Passage given.
○ ○ ○

These are the two table structure of my db
-- Table structure for table `gf_actor`
CREATE TABLE IF NOT EXISTS `gf_actor` (
`actor_id` bigint(20) NOT NULL auto_increment,
`actor_name` varchar(100) default NULL,
PRIMARY KEY (`actor_id`),
UNIQUE KEY `actor_name` (`actor_name`)
) ENGINE=MyISAM;
-- Table structure for table `gf_film_actor`
CREATE TABLE IF NOT EXISTS `gf_film_actor` (
`film_id` int(20) NOT NULL,
`actor_id` int(20) NOT NULL,
KEY `film_id` (`film_id`)
) ENGINE=MyISAM DEFAULT CHARSET=latin1;
So i need a query which fetches five related actors name and id from gf_actor table who is having acted in movies which was performed by the actor_id lets say actor_id=1 and movies must be different that means five related actors must be acted in different movies with the actor_id=1
Try this
select ga.actor_id, actor_name from gf_actor ga inner join gf_film_actor gf on ga.actor_id = gf.actor_id where gf.film_id in (select gf1.film_id from gf_film_actor gf1 where gf1.actor_id=1) AND gf.actor_id != 1 LIMIT 5
You have wrong table structure. It should be like:
CREATE TABLE IF NOT EXISTS `gf_actor` (
`actor_id` bigint(20) NOT NULL auto_increment,
`actor_name` varchar(100) default NULL,
PRIMARY KEY (`actor_id`),
UNIQUE KEY `actor_name` (`actor_name`)

○ ○ ○

Stored records.
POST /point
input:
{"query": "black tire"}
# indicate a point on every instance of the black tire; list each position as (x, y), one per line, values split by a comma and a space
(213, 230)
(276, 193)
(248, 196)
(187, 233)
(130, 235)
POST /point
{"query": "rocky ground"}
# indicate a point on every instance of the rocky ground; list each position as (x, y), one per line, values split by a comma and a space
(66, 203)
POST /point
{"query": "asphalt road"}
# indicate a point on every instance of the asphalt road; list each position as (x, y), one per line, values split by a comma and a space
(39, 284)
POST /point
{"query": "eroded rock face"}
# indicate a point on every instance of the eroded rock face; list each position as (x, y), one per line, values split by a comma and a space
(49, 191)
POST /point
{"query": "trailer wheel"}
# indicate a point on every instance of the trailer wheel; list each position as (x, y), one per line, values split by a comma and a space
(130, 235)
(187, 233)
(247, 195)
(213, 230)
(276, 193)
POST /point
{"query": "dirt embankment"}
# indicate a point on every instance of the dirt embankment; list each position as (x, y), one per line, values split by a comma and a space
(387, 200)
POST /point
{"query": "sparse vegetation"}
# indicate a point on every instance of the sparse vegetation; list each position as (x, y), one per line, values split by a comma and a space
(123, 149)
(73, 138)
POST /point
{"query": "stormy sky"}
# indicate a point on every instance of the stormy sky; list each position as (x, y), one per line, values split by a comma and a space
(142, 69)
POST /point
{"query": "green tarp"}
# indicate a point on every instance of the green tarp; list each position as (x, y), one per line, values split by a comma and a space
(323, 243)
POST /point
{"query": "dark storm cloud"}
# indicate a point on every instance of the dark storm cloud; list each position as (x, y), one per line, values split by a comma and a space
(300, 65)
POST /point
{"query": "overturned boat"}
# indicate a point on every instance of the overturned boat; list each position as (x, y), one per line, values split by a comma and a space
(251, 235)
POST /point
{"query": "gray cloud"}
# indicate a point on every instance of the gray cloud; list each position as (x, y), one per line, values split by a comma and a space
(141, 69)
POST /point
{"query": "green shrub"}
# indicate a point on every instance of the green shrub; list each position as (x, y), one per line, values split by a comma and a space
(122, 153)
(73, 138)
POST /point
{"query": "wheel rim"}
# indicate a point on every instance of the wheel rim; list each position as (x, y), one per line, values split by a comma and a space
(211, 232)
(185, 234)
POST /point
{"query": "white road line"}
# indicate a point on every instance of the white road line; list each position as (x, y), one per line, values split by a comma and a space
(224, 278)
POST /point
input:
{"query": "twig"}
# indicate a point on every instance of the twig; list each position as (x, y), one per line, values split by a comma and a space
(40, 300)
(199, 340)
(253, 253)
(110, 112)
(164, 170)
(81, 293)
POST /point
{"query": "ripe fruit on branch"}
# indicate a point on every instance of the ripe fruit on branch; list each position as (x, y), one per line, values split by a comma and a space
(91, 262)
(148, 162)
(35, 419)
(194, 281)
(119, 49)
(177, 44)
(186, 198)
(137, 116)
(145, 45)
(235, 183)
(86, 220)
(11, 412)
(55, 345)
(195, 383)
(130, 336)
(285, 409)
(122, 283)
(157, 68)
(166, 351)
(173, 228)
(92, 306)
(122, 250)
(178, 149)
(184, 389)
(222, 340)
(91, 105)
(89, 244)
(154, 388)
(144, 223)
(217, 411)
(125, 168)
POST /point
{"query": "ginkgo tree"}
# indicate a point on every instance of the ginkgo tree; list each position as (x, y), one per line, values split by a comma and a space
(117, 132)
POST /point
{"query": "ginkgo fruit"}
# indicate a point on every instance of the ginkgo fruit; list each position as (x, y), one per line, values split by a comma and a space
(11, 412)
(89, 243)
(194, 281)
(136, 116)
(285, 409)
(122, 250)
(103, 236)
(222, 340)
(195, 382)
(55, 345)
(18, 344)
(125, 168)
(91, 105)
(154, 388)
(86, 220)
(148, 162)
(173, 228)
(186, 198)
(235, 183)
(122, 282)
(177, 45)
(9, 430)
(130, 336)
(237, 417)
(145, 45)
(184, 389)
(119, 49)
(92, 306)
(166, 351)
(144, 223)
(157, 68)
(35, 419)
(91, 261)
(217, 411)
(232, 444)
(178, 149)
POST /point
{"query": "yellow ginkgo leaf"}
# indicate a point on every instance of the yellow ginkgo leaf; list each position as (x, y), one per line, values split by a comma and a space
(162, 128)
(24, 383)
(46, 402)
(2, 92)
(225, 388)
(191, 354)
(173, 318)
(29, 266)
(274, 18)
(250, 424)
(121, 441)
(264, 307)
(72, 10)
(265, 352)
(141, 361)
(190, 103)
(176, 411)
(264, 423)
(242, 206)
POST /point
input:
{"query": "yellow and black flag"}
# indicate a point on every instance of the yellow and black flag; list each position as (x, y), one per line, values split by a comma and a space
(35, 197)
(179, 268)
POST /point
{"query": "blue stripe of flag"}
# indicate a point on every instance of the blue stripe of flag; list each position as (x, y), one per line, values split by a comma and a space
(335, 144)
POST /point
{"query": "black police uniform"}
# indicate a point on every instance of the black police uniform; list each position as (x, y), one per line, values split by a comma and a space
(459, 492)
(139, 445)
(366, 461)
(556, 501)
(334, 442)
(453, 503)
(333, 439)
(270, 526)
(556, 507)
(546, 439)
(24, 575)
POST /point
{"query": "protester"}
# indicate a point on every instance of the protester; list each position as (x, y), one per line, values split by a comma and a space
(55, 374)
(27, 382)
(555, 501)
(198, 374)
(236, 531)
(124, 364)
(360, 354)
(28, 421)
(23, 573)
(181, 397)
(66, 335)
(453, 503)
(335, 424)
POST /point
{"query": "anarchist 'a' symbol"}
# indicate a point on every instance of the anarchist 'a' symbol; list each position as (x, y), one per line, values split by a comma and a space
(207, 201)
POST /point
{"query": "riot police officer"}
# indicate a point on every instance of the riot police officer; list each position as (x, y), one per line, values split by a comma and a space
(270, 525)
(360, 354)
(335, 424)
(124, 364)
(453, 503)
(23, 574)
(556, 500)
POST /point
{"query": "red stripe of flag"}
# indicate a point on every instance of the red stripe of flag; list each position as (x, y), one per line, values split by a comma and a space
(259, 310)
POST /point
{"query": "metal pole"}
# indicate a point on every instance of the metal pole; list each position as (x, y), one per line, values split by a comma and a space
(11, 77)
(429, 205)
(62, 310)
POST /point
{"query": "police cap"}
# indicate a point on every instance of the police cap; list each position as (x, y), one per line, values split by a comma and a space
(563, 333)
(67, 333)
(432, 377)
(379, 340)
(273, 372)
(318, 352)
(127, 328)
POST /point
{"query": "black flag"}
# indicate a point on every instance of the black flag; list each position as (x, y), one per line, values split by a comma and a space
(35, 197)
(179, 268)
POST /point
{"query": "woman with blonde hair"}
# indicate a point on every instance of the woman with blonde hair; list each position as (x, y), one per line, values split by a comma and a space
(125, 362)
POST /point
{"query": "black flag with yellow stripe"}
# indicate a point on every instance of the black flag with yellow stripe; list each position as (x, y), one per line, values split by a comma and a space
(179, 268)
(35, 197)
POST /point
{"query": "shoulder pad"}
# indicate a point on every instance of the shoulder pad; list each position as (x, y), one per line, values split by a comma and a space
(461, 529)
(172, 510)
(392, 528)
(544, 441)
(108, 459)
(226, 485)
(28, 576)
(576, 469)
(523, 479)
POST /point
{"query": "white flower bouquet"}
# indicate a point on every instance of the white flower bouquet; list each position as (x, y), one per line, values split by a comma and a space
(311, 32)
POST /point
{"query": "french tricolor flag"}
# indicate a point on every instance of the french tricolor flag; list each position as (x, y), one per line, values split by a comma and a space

○ ○ ○

Requests.
1. In the passage on the actor tables, what data type is `actor_id` given in the `gf_actor` table?
2. Pick up the SQL discussion about the actor tables after its final line and write the next part.

Answers for the exercise.
1. bigint(20)

2.
) ENGINE=MyISAM;
CREATE TABLE IF NOT EXISTS `gf_film` (
`film_id` int(20) NOT NULL,
`performed_by_actor_id` bigint(20) NOT NULL,
KEY `film_id` (`film_id`)
) ENGINE=MyISAM DEFAULT CHARSET=latin1;
CREATE TABLE IF NOT EXISTS `gf_film_actor` (
`film_id` int(20) NOT NULL,
`actor_id` bigint(20) NOT NULL,
KEY `film_actor_id` (`film_id`, `actor_id`)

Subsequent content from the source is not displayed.